## Direction
Rewrite all of these rows, replacing "Kindly outline" with "Please trace" and keeping everything else the same. Leave out the pictures.

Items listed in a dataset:

'''

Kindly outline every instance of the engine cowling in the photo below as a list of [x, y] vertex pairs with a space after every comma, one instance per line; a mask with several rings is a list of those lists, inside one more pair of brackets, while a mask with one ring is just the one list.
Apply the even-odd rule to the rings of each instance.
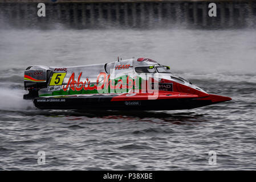
[[29, 92], [23, 96], [26, 100], [38, 97], [38, 90], [47, 88], [52, 71], [45, 66], [31, 66], [26, 69], [24, 73], [24, 88]]

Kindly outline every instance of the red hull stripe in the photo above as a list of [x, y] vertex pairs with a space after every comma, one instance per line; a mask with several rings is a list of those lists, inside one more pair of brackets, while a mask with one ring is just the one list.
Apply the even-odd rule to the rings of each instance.
[[[134, 95], [133, 95], [134, 94]], [[138, 101], [147, 100], [173, 99], [173, 98], [197, 98], [198, 96], [195, 94], [178, 93], [174, 92], [159, 92], [158, 94], [154, 95], [150, 93], [125, 93], [115, 96], [111, 99], [111, 101]]]

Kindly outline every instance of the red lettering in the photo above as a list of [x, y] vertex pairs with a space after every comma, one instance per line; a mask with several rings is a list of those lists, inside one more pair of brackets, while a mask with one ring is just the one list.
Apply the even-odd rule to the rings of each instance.
[[80, 91], [83, 89], [83, 82], [82, 81], [80, 81], [80, 78], [81, 78], [82, 72], [81, 72], [78, 77], [78, 84], [76, 84], [76, 90], [77, 91]]

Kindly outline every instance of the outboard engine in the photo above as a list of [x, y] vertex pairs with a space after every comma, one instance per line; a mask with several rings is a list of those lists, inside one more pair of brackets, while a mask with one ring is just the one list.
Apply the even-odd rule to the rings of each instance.
[[38, 90], [47, 88], [52, 71], [45, 66], [31, 66], [26, 69], [24, 74], [24, 88], [29, 92], [23, 99], [31, 100], [38, 97]]

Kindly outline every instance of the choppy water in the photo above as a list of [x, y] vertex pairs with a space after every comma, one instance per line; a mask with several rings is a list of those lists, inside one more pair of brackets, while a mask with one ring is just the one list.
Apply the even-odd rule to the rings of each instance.
[[[0, 30], [0, 169], [255, 170], [255, 30]], [[31, 64], [117, 56], [157, 60], [233, 100], [190, 110], [92, 113], [40, 110], [22, 99]]]

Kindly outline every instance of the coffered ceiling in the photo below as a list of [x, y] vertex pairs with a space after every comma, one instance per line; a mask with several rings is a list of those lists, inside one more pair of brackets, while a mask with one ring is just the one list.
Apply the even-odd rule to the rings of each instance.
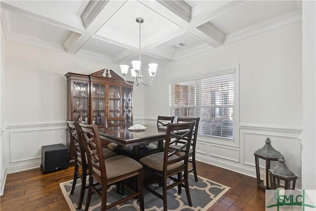
[[6, 39], [117, 64], [185, 58], [302, 19], [300, 1], [1, 0]]

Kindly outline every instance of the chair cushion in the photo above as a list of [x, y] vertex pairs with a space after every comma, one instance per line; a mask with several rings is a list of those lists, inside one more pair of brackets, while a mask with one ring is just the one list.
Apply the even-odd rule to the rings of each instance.
[[[123, 155], [112, 157], [104, 161], [108, 178], [129, 173], [143, 168], [143, 166], [135, 160]], [[92, 168], [92, 170], [101, 176], [100, 171], [94, 168]]]
[[[157, 153], [152, 154], [139, 159], [139, 163], [143, 165], [147, 166], [152, 169], [162, 171], [163, 170], [163, 155], [164, 152], [158, 152]], [[174, 159], [179, 158], [179, 156], [173, 155], [168, 160]], [[181, 167], [184, 164], [183, 161], [175, 163], [169, 165], [167, 167], [167, 170], [170, 170], [178, 167]]]

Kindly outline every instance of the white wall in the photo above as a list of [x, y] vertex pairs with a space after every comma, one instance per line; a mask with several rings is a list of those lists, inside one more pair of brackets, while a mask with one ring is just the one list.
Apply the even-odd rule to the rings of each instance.
[[4, 54], [5, 49], [5, 42], [4, 35], [1, 25], [1, 51], [0, 52], [0, 57], [1, 58], [1, 66], [0, 67], [0, 195], [2, 195], [3, 193], [4, 184], [5, 182], [6, 178], [6, 168], [4, 162], [4, 141], [2, 137], [2, 129], [4, 129], [4, 119], [2, 117], [4, 114], [4, 107], [3, 98], [4, 97], [4, 70], [5, 70], [5, 60]]
[[[238, 64], [240, 135], [235, 142], [223, 144], [199, 137], [198, 158], [255, 176], [253, 153], [269, 136], [288, 167], [300, 177], [299, 187], [301, 32], [299, 22], [158, 67], [152, 85], [134, 87], [134, 122], [155, 122], [158, 115], [168, 114], [168, 80]], [[119, 73], [114, 65], [5, 42], [5, 93], [1, 100], [7, 109], [1, 119], [7, 125], [2, 135], [9, 173], [39, 167], [41, 146], [65, 141], [65, 74], [89, 74], [104, 68]]]
[[198, 137], [198, 160], [255, 176], [253, 153], [269, 137], [300, 177], [301, 27], [298, 22], [159, 67], [145, 91], [145, 116], [168, 114], [168, 80], [239, 64], [239, 137], [230, 143]]
[[316, 189], [316, 2], [303, 1], [302, 188]]
[[[1, 161], [9, 173], [40, 167], [41, 146], [66, 144], [66, 73], [88, 74], [105, 68], [120, 73], [116, 65], [10, 41], [3, 43], [5, 93], [1, 95], [1, 110], [6, 109], [1, 121], [7, 127], [1, 136], [6, 152]], [[144, 88], [134, 90], [134, 119], [142, 121]]]

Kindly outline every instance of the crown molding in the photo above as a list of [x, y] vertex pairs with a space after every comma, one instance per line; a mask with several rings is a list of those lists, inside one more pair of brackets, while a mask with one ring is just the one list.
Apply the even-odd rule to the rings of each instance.
[[223, 44], [234, 42], [301, 20], [302, 11], [294, 9], [249, 27], [228, 34], [225, 37]]
[[112, 60], [111, 57], [109, 56], [83, 49], [80, 49], [76, 55], [77, 56], [82, 56], [83, 57], [102, 61], [105, 62], [112, 63]]

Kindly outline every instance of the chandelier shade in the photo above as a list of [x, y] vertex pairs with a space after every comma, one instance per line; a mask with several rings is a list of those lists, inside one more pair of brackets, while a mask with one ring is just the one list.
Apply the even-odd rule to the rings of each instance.
[[141, 60], [141, 24], [144, 23], [144, 19], [142, 18], [137, 18], [136, 22], [139, 24], [139, 60], [134, 60], [131, 61], [132, 66], [133, 69], [131, 69], [131, 74], [132, 77], [134, 79], [134, 83], [131, 84], [127, 82], [126, 80], [125, 77], [128, 73], [128, 68], [129, 66], [127, 65], [119, 65], [120, 68], [120, 71], [123, 76], [124, 76], [124, 80], [125, 82], [130, 85], [138, 85], [141, 83], [145, 85], [149, 85], [153, 84], [154, 81], [154, 77], [156, 74], [157, 70], [157, 66], [158, 65], [156, 63], [151, 63], [148, 65], [149, 68], [148, 71], [149, 72], [149, 76], [151, 78], [151, 81], [149, 83], [145, 83], [143, 81], [143, 75], [141, 74], [141, 64], [142, 63]]

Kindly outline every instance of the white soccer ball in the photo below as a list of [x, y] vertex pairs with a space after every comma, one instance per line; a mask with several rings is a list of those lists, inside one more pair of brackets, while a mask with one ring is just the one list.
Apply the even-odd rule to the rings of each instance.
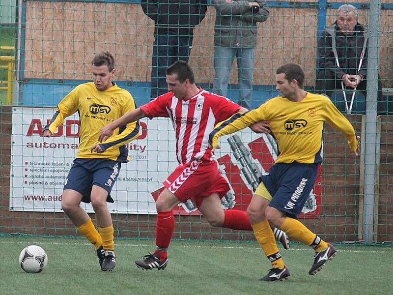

'''

## The response
Please trace every instance of the engine cowling in the photo below as a list of [x, y] vertex pairs with a space after every comma, one instance per line; a mask with several rings is a list of those lists, inside one more pair of brackets, while a mask with one ring is just the one list.
Apply the even-odd rule to the rings of each instance.
[[29, 92], [23, 96], [26, 100], [38, 97], [38, 90], [47, 88], [52, 71], [45, 66], [31, 66], [26, 69], [24, 73], [24, 88]]

Please trace every instance of the red hull stripe in the photo above as a list of [x, y] vertex pairs with a space after every comma, one instance per line; a mask with several rings is a list of those lists, inside one more pair of brackets, while a mask with one ring is just the one list.
Apply the even-odd rule to the rings of each instance.
[[[134, 95], [133, 95], [134, 94]], [[138, 101], [147, 100], [173, 99], [173, 98], [197, 98], [198, 96], [195, 94], [178, 93], [174, 92], [159, 92], [158, 94], [154, 95], [150, 93], [125, 93], [115, 96], [111, 99], [111, 101]]]

Please trace every instance of the red lettering in the photo above as a list of [x, y] vertex pairs with a space after every comma, one instance per line; a mask with several rings is a list of those lists, inside one more pair of brackets, while a mask with one ring is just the one list.
Apply the even-odd rule to the rings of each instance.
[[80, 91], [83, 89], [83, 82], [82, 81], [80, 81], [80, 78], [81, 78], [82, 72], [81, 72], [78, 77], [78, 84], [76, 84], [76, 90], [77, 91]]

Please trace every instance of the outboard engine in the photo above as a list of [x, y] vertex pairs with a space after every comma, one instance per line; a mask with several rings is a list of those lists, inside one more pair of brackets, while a mask with one ring is just the one list.
Apply the even-odd rule to the rings of each instance.
[[38, 90], [47, 88], [52, 71], [45, 66], [31, 66], [26, 69], [24, 74], [24, 88], [29, 92], [23, 99], [31, 100], [38, 97]]

Please trace every instance of the choppy water in the photo above as a list of [x, y] vertex pairs with a space after every comma, one instance per line; a mask with several rings is a list of those lists, inside one more pair of brackets, while a mask with one ring is just the one list.
Apply the even-odd rule to the rings of each instance.
[[[0, 30], [0, 169], [255, 170], [255, 30]], [[31, 64], [117, 56], [157, 60], [233, 100], [190, 110], [92, 113], [40, 110], [22, 99]]]

Please trace every instance of the coffered ceiling in the photo below as a list of [x, y] vertex pairs with a space after every comma, one instance per line; a mask with several rings is a list of those lists, inside one more pair of brackets, while a mask with one ring is just the one list.
Apply the even-odd rule to the rings of each instance.
[[6, 39], [117, 64], [185, 58], [302, 19], [300, 1], [1, 0]]

Please trace every instance of the chair cushion in the photo above as a list of [x, y] vertex pairs with a space after every comma, one instance per line; a mask with several rings is a list of those lists, inside one more pair of brackets, while a mask with one ring is just the one list.
Apply the even-odd rule to the rings of each instance.
[[[123, 155], [112, 157], [104, 161], [108, 178], [129, 173], [143, 168], [143, 166], [135, 160]], [[92, 168], [92, 170], [101, 176], [100, 171], [94, 168]]]
[[[157, 153], [152, 154], [139, 159], [139, 163], [143, 165], [147, 166], [152, 169], [162, 171], [163, 170], [163, 155], [164, 152], [158, 152]], [[174, 159], [179, 158], [179, 156], [173, 155], [168, 160]], [[181, 167], [184, 164], [183, 161], [175, 163], [169, 165], [167, 167], [167, 170], [170, 170], [178, 167]]]

Please trace every instance of the white wall in the photo above as a list of [x, y] vertex pairs with a space after every comma, one instance per line; a mask with several rings is a list of those lists, inside one more pair of brackets, while a mask with one ring is just the one list.
Apply the even-odd rule to the rings of each instance.
[[4, 54], [5, 49], [5, 42], [4, 35], [1, 25], [1, 51], [0, 52], [0, 57], [1, 58], [1, 66], [0, 67], [0, 195], [2, 195], [3, 193], [4, 184], [5, 182], [6, 178], [6, 168], [4, 162], [4, 141], [2, 137], [2, 129], [4, 129], [4, 119], [2, 117], [4, 114], [4, 107], [3, 98], [4, 97], [4, 70], [5, 70], [5, 60]]
[[[238, 64], [240, 135], [235, 142], [223, 144], [199, 137], [198, 158], [255, 176], [253, 153], [269, 136], [288, 167], [300, 177], [299, 187], [301, 32], [299, 22], [158, 67], [152, 85], [134, 87], [134, 122], [155, 122], [158, 115], [168, 114], [168, 80]], [[119, 73], [114, 65], [5, 42], [5, 93], [1, 100], [7, 109], [1, 119], [7, 125], [2, 135], [9, 173], [39, 167], [41, 146], [65, 141], [65, 74], [89, 74], [104, 68]]]
[[198, 137], [198, 160], [255, 176], [253, 153], [269, 137], [300, 177], [301, 27], [298, 22], [159, 67], [145, 91], [145, 116], [168, 114], [168, 80], [239, 64], [239, 137], [230, 143]]
[[316, 189], [316, 2], [303, 1], [302, 188]]
[[[1, 161], [9, 173], [40, 167], [41, 146], [66, 144], [66, 73], [88, 74], [105, 68], [120, 73], [116, 65], [10, 41], [3, 43], [5, 93], [1, 95], [1, 110], [6, 109], [1, 121], [7, 127], [1, 136], [6, 152]], [[144, 88], [134, 90], [134, 119], [142, 121]]]

Please trace every instance of the crown molding in the photo above as a list of [x, y] vertex pairs with a space after every comma, one instance per line; a mask with several rings is a list of those lists, inside one more pair of brackets, while a mask with one ring is just the one list.
Apply the even-odd rule to the rings of each instance.
[[223, 44], [234, 42], [301, 20], [302, 11], [294, 9], [249, 27], [228, 34], [225, 37]]
[[112, 60], [111, 57], [109, 56], [83, 49], [80, 49], [76, 55], [77, 56], [82, 56], [83, 57], [102, 61], [105, 62], [112, 63]]

Please trace every instance of the chandelier shade in the photo above as a list of [x, y] vertex pairs with a space after every comma, one instance per line; a mask with several rings is a list of those lists, inside one more pair of brackets, while a mask with one ring is just the one list.
Apply the even-odd rule to the rings of each instance.
[[141, 60], [141, 24], [144, 23], [144, 19], [142, 18], [137, 18], [136, 22], [139, 24], [139, 60], [134, 60], [131, 61], [132, 66], [133, 69], [131, 69], [131, 74], [132, 77], [134, 79], [134, 83], [131, 84], [127, 82], [126, 80], [125, 77], [128, 73], [128, 68], [129, 66], [127, 65], [119, 65], [120, 68], [120, 71], [123, 76], [124, 76], [124, 80], [125, 82], [130, 85], [138, 85], [141, 83], [145, 85], [149, 85], [153, 84], [154, 81], [154, 77], [156, 74], [157, 70], [157, 66], [158, 65], [156, 63], [151, 63], [148, 65], [149, 68], [148, 71], [149, 72], [149, 76], [151, 78], [151, 81], [149, 83], [145, 83], [143, 81], [143, 75], [141, 74], [141, 64], [142, 63]]

Please trace every instance of the white soccer ball in the photo below as a list of [x, y] vertex pairs with a space after every comma, one instance per line; a mask with several rings is a list of those lists, inside one more pair of brackets, while a mask with one ring is just the one list.
Apply the even-odd rule to the rings of each instance.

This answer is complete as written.